■ Objective
Copy out verbatim everything from the line containing "Each instance receives one keypoint. Mark the rear bumper" down to the end of the entries, including that first line.

■ Extracted entries
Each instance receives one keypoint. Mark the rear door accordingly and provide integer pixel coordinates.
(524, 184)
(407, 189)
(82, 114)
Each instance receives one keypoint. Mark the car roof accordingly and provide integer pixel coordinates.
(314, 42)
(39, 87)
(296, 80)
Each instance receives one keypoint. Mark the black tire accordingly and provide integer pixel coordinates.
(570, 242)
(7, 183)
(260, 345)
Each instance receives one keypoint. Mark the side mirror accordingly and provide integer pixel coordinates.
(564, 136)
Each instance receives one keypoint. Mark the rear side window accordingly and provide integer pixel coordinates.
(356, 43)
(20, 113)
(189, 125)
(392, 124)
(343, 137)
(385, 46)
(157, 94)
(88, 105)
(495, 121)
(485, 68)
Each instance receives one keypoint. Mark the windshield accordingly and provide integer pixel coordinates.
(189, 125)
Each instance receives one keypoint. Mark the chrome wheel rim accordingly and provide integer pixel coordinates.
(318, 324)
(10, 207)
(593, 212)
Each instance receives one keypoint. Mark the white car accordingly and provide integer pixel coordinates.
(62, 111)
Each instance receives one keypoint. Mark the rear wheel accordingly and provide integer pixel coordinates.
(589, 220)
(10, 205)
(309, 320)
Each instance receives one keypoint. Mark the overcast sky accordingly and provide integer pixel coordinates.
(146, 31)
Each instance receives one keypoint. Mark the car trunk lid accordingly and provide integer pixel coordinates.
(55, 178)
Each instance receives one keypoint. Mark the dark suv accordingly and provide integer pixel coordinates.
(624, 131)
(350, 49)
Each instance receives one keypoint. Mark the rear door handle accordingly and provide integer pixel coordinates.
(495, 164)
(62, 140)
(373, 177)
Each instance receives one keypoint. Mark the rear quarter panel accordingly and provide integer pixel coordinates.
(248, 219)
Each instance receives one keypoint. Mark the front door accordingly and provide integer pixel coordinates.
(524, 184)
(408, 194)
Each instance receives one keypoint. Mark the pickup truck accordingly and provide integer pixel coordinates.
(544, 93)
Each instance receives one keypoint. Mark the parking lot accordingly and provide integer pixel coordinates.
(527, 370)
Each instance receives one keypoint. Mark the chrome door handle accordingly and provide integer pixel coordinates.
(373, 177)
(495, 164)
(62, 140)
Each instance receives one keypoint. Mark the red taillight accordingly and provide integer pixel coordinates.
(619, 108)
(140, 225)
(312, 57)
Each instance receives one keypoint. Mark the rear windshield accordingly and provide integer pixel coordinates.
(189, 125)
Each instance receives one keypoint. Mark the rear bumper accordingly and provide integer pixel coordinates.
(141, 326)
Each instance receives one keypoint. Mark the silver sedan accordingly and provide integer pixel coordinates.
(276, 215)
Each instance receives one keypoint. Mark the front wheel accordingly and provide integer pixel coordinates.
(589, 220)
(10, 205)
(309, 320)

■ Correct response
Each instance receives one keypoint. Mark the rear bumper accordingly and provide integer pixel coordinates.
(141, 326)
Each instance receives one keypoint. Mark the silver sedan accordingly and provide integer pixel coordinates.
(276, 215)
Each instance receives one keypoint. Mark the front wheel accordingly and provide integer pixel coordinates.
(589, 220)
(10, 205)
(309, 320)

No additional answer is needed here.